___ Materiale da utilizzare

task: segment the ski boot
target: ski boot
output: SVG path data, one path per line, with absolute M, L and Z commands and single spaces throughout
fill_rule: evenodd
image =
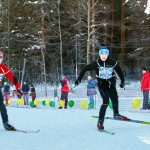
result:
M 4 126 L 5 130 L 9 130 L 9 131 L 15 131 L 15 130 L 16 130 L 16 129 L 15 129 L 12 125 L 10 125 L 8 122 L 3 123 L 3 126 Z
M 104 130 L 103 122 L 104 122 L 103 120 L 98 120 L 97 122 L 98 130 Z
M 114 118 L 118 120 L 127 120 L 128 118 L 126 116 L 122 116 L 120 114 L 114 114 Z

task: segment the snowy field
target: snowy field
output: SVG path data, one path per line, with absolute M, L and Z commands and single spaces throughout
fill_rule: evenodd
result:
M 76 97 L 86 99 L 86 83 L 79 85 L 69 99 Z M 126 86 L 120 90 L 120 114 L 129 118 L 149 121 L 150 111 L 140 110 L 142 94 L 140 83 Z M 77 92 L 84 89 L 84 92 Z M 134 89 L 134 91 L 132 91 Z M 82 93 L 79 95 L 78 93 Z M 131 102 L 139 97 L 141 105 L 133 110 Z M 42 99 L 42 97 L 39 97 Z M 98 102 L 99 101 L 99 102 Z M 150 126 L 116 120 L 105 120 L 105 129 L 115 132 L 114 135 L 97 130 L 97 119 L 92 115 L 99 114 L 101 98 L 97 95 L 97 107 L 93 110 L 69 108 L 59 110 L 48 106 L 36 108 L 7 107 L 10 123 L 17 129 L 40 130 L 39 133 L 20 133 L 5 131 L 0 124 L 1 150 L 148 150 L 150 149 Z M 15 105 L 15 103 L 14 103 Z M 57 105 L 56 105 L 57 106 Z M 106 116 L 113 116 L 107 109 Z

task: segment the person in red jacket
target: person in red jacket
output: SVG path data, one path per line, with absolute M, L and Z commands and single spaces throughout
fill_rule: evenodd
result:
M 2 81 L 2 78 L 6 76 L 12 82 L 12 84 L 15 85 L 18 98 L 21 98 L 22 93 L 17 78 L 4 64 L 2 64 L 2 61 L 3 61 L 3 53 L 0 51 L 0 83 Z M 3 100 L 4 99 L 3 99 L 2 91 L 0 90 L 0 112 L 2 116 L 3 126 L 6 130 L 15 130 L 15 128 L 12 125 L 10 125 L 8 122 L 7 110 L 5 108 Z
M 67 109 L 68 105 L 68 92 L 69 92 L 69 87 L 68 87 L 68 80 L 65 75 L 62 75 L 62 81 L 61 81 L 61 100 L 65 101 L 65 109 Z M 59 109 L 62 109 L 60 106 Z
M 143 108 L 142 109 L 150 109 L 150 105 L 148 104 L 149 90 L 150 90 L 149 71 L 146 68 L 143 68 L 142 72 L 143 72 L 143 77 L 141 80 L 141 91 L 143 92 Z

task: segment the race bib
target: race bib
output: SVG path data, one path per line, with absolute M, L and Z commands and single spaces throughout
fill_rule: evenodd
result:
M 112 77 L 113 68 L 100 67 L 99 68 L 99 78 L 110 79 Z

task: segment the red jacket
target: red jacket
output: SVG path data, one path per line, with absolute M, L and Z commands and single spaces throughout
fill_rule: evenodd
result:
M 65 84 L 64 84 L 64 83 L 65 83 Z M 68 80 L 67 80 L 67 78 L 64 78 L 64 79 L 62 80 L 61 85 L 62 85 L 62 87 L 61 87 L 61 91 L 62 91 L 62 92 L 69 92 L 69 87 L 68 87 Z
M 12 72 L 4 65 L 0 64 L 0 83 L 2 78 L 6 76 L 13 85 L 15 85 L 16 90 L 20 90 L 20 83 L 18 82 L 17 78 L 12 74 Z
M 149 91 L 150 90 L 150 77 L 149 77 L 149 71 L 147 70 L 146 73 L 143 74 L 142 80 L 141 80 L 141 91 Z

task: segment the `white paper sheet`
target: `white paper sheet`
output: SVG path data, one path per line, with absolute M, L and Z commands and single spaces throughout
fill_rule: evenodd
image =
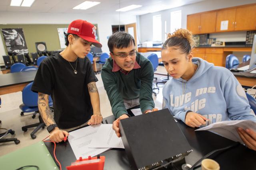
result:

______

## Consegna:
Aggiorni il tratto che va dall'inizio del materiale fino alla riga contenente "M 104 130 L", estremi inclusi, sostituendo "ski boot" con "hiking boot" e lasciando tutto il resto invariato. Ometta le immagini nella risposta.

## Soluzione:
task: segment the hiking boot
target: hiking boot
output: SVG path data, one path per line, with absolute M, L and Z commands and single spaces throughout
fill_rule: evenodd
image =
result:
M 4 126 L 5 130 L 9 130 L 9 131 L 15 131 L 15 130 L 16 130 L 16 129 L 15 129 L 12 125 L 10 125 L 8 122 L 3 123 L 3 126 Z
M 104 130 L 103 122 L 104 122 L 103 120 L 98 120 L 97 122 L 98 130 Z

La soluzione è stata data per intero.